§ **STORED RECORDS**
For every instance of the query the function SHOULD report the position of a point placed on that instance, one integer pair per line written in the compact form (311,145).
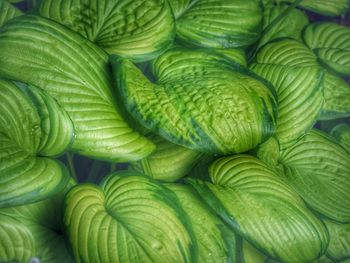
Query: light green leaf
(136,29)
(339,242)
(75,72)
(316,165)
(341,133)
(137,219)
(169,163)
(327,8)
(26,175)
(199,100)
(331,44)
(220,24)
(336,92)
(263,209)
(216,242)
(290,25)
(293,71)
(7,11)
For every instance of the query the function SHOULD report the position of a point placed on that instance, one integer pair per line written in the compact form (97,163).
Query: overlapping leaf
(130,218)
(219,24)
(319,170)
(31,124)
(200,100)
(331,44)
(336,93)
(139,30)
(327,8)
(75,72)
(216,242)
(7,11)
(297,79)
(256,203)
(169,163)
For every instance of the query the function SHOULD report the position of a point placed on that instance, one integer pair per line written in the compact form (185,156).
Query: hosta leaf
(293,71)
(339,242)
(129,218)
(220,24)
(169,163)
(290,25)
(317,165)
(336,92)
(327,8)
(263,209)
(331,44)
(216,242)
(7,11)
(198,101)
(137,29)
(24,175)
(342,134)
(75,72)
(32,231)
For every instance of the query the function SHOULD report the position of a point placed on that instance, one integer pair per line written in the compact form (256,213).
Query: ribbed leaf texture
(199,100)
(75,72)
(319,170)
(129,218)
(216,242)
(219,24)
(29,131)
(293,71)
(263,209)
(331,43)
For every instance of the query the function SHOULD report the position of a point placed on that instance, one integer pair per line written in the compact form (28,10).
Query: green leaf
(26,175)
(331,44)
(341,133)
(263,209)
(336,92)
(169,162)
(339,242)
(7,11)
(316,165)
(199,100)
(327,8)
(293,71)
(129,218)
(216,242)
(290,25)
(220,24)
(136,29)
(75,72)
(33,230)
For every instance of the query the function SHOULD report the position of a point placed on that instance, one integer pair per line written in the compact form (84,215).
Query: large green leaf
(169,162)
(297,79)
(262,208)
(200,100)
(220,24)
(339,242)
(341,133)
(216,242)
(7,11)
(319,170)
(331,44)
(129,218)
(290,25)
(136,29)
(33,230)
(32,126)
(75,72)
(336,92)
(327,8)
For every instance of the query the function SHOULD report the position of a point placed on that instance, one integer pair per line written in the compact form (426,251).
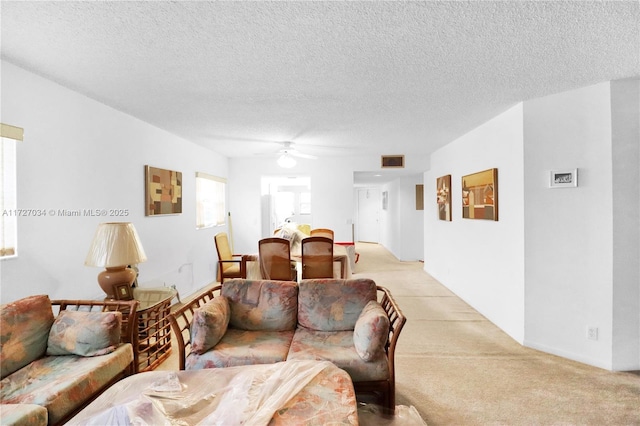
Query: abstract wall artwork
(563,178)
(163,191)
(480,195)
(443,193)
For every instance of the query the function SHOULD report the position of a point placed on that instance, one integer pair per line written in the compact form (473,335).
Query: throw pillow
(84,333)
(209,324)
(24,328)
(371,331)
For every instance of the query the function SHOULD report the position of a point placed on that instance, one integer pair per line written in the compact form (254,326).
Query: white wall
(482,261)
(625,123)
(589,277)
(401,225)
(80,154)
(332,196)
(569,230)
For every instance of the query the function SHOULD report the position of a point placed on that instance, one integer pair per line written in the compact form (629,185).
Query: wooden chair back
(317,257)
(322,232)
(274,255)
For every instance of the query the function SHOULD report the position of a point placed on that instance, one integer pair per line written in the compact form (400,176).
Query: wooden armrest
(181,318)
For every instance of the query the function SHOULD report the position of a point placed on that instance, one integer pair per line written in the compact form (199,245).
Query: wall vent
(392,161)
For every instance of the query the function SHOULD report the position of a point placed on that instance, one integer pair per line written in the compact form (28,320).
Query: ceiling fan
(288,152)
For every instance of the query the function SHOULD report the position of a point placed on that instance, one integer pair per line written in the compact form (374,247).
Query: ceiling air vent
(392,161)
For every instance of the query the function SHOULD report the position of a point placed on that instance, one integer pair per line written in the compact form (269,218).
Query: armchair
(322,232)
(317,257)
(275,259)
(229,265)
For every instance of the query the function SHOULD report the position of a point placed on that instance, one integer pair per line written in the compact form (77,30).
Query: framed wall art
(563,178)
(163,191)
(443,195)
(480,195)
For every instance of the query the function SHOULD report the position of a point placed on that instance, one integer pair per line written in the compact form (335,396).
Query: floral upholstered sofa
(353,323)
(54,366)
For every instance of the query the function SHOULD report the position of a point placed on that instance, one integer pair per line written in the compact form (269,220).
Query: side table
(153,343)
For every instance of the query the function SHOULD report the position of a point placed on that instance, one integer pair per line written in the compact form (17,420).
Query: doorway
(285,199)
(368,219)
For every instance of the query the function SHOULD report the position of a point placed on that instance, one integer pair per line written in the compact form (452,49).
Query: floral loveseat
(350,322)
(54,366)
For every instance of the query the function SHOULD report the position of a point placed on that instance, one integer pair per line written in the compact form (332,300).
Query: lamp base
(116,275)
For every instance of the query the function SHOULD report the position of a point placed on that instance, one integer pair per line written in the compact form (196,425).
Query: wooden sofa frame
(383,389)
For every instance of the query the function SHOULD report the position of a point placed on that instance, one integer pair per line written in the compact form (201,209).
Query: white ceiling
(358,77)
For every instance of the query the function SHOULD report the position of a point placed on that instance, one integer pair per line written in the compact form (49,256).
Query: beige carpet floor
(454,367)
(457,368)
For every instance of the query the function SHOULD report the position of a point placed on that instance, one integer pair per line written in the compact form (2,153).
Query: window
(8,218)
(210,200)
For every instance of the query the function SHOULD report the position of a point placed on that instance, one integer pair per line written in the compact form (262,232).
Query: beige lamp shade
(115,246)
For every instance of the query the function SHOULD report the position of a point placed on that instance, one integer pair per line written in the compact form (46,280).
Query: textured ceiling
(361,77)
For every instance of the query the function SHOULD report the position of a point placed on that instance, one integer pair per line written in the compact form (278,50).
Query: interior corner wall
(481,261)
(80,155)
(625,123)
(568,231)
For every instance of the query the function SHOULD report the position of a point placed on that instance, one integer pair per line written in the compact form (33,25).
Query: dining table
(341,263)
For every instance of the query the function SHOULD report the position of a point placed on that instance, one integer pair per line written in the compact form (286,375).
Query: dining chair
(322,232)
(229,265)
(317,257)
(274,255)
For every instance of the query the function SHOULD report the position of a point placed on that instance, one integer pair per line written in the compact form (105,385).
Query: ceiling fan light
(286,161)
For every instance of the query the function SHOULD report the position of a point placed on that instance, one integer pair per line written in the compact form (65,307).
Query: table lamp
(115,246)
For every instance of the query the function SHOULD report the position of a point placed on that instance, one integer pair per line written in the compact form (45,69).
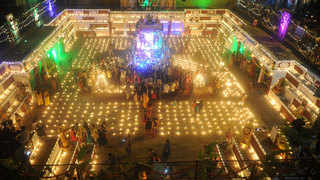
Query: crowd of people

§ **TASK TO CARRY OUT**
What comes back should match the records exactly, minus any pictures.

§ **RESPONSE**
For every instance of the query the function SHOULD report the position of a point placed on that instance, one integer pair per line written in the compact form (311,145).
Query: light green leaf
(136,29)
(339,242)
(75,72)
(316,165)
(341,133)
(137,219)
(169,163)
(327,8)
(26,175)
(199,100)
(331,44)
(220,24)
(336,92)
(263,209)
(216,242)
(290,25)
(293,71)
(7,11)
For every instance of the query the function SHOULD report the position of a point placed on that instance, one integer pair per line written in the compact form (97,163).
Query: overlapping leaf
(130,218)
(219,24)
(319,170)
(31,124)
(200,100)
(331,44)
(336,93)
(139,30)
(327,8)
(75,72)
(216,242)
(7,11)
(297,79)
(256,203)
(169,163)
For every instance of the query the function SHOULD report the position of a point placed on that instance, one integer pair per line written in the compact form (185,156).
Query: hosta leaf
(293,71)
(339,242)
(129,218)
(220,24)
(169,163)
(290,25)
(317,165)
(336,92)
(327,8)
(263,209)
(331,44)
(216,242)
(7,11)
(198,101)
(137,29)
(24,175)
(342,134)
(75,72)
(32,231)
For every instance of the query the function SHOULD report the position of a point placed on that instance, one integer pair per line written in the compact form (256,213).
Query: ribbed leaf texture
(199,100)
(75,72)
(319,170)
(129,218)
(216,242)
(219,24)
(29,131)
(293,71)
(263,209)
(331,43)
For every instance of the query the function SHOULD report the position of a point placed on that instance, one integer pair per line written in the compact form (28,10).
Query: green leaf
(26,175)
(331,44)
(341,133)
(263,209)
(336,92)
(169,162)
(339,242)
(7,11)
(316,165)
(199,100)
(327,8)
(293,71)
(129,218)
(216,242)
(290,25)
(220,24)
(136,29)
(75,72)
(33,230)
For every instance of the query the function SHOULD report the position of a point placed on that instance, one integer pair per line written in the compact form (84,215).
Query: large green leaf
(169,162)
(297,79)
(262,208)
(200,100)
(220,24)
(339,242)
(341,133)
(216,242)
(7,11)
(319,170)
(331,44)
(129,218)
(290,25)
(136,29)
(33,230)
(32,126)
(75,72)
(336,92)
(327,8)
For every instance of the query the function SHOULD report the position of a point placed on that instance, one integer pair per line written in the compact form (426,251).
Query: abstract wall artwork
(563,178)
(163,191)
(480,195)
(443,193)
For every instance of the query the function SHOULD report the position of a point placed on that instance, one integer pair per line written in the compact form (473,335).
Query: throw pillow
(84,333)
(209,324)
(24,328)
(371,331)
For every instance of the query the function SHOULD report the position of a point placed on that instance, one integer pair per line written in the compact form (254,326).
Query: white wall
(482,261)
(625,123)
(589,277)
(401,225)
(80,154)
(332,196)
(569,230)
For every instance of the query the function SHOULD report the position of a point placed on that instance, one integer pair per line written in the compact form (629,185).
Query: wooden chair back
(317,257)
(322,232)
(274,255)
For every instance of the query the function SHOULD report the position of a point placed on that instance, one integer pair per line written in the compact form (400,176).
Query: wooden armrest
(181,318)
For every instance of the query the function SHOULD report the position of a point placed on that instance, one integer pair per line written in the compact form (199,245).
Query: wall vent
(392,161)
For every instance of the query the function SHOULD report the position of a point placed on that instance, one integer pair per line written in the compact form (28,320).
Query: ceiling fan
(288,152)
For every instance of the query the function SHOULD report the position of a point placed on that instance, one integer pair per line written in the compact form (374,247).
Query: ceiling air vent
(392,161)
For every instance of the query the function SHOULD report the position of a point placed on that instance, one integer pair per line written in the compact form (269,218).
Query: armchair
(322,232)
(317,257)
(275,259)
(229,265)
For every instance of the query the function SHOULD report the position of a point placed on that instance, one integer pair per line written in the compact form (77,30).
Query: framed wall art
(563,178)
(163,191)
(443,195)
(480,195)
For every instance of the query the function SHOULD report the position of a point placed on that instance, one integer pair per line written in the compact form (335,396).
Query: floral upholstered sofa
(353,323)
(54,366)
For every instance of the query the function SHOULD report the position of a point placed on that instance, one integer pair per line written in the compact form (269,220).
Query: side table
(153,343)
For every instance of the query the function SHOULD report the position of a point placed on that instance, one integer pair per line written in the compact form (17,420).
Query: doorway
(285,199)
(368,219)
For every instance of the query the function SHOULD report the position of a point placed on that instance, one integer pair per line written in the compact form (452,49).
Query: floral loveseat
(350,322)
(54,366)
For every instance of the query the function SHOULD report the position of a point placed on that instance, one integer pair per line written in the compact form (332,300).
Query: lamp base
(116,275)
For every instance of the query the function SHOULD report the position of a point placed on that instance, one integer pair per line written in the compact form (196,425).
Query: wooden sofa frame
(383,389)
For every instance of the query the function SHOULD report the position of a point placed on that instance, one integer pair per line written in the compact form (201,209).
Query: white ceiling
(358,77)
For every instance of the query the function SHOULD report the position of a point placed on that instance, one integer pair per line written in the compact form (49,256).
Query: beige carpet floor
(454,367)
(457,368)
For every instance of the query the function SHOULD report the position of a point placed on that instance, one integer pair per line written in the compact form (2,153).
Query: window
(8,218)
(210,200)
For every instance of the query the function SHOULD report the position of a point placed on that instance, one integer pair per line written in the compact form (262,232).
Query: beige lamp shade
(115,246)
For every instance of the query the function SHOULD report the position of a point placed on that instance, one integer pair per line written in the compact form (46,280).
Query: textured ceiling
(361,77)
For every instance of the query the function SHOULD report the position of a point placed on that instance, one integer pair per line written in the compact form (278,50).
Query: interior corner wall
(481,261)
(80,155)
(625,123)
(568,231)
For every instance of the query the function SHOULD report the position of a point placed on that instance, one integer pair per line written in the compact form (33,25).
Query: dining table
(341,263)
For every instance of the query the function SHOULD report the position of a point placed on that instance, one integer pair per line written in the compact form (286,375).
Query: dining chair
(322,232)
(229,265)
(317,257)
(274,255)
For every instance of the query the function SHOULD report the position of a point placed on that instance, one integer pair per line written in the compact form (105,385).
Query: ceiling fan light
(286,161)
For every instance of the query the function SHOULD report the position of a point placed on that instance, one integer pair per line written in the compact form (65,307).
Query: table lamp
(115,246)
For every instance of the query the function SHOULD report the position of a point placed on that instance, one integer pair per line written in the compact form (45,69).
Query: crowd of people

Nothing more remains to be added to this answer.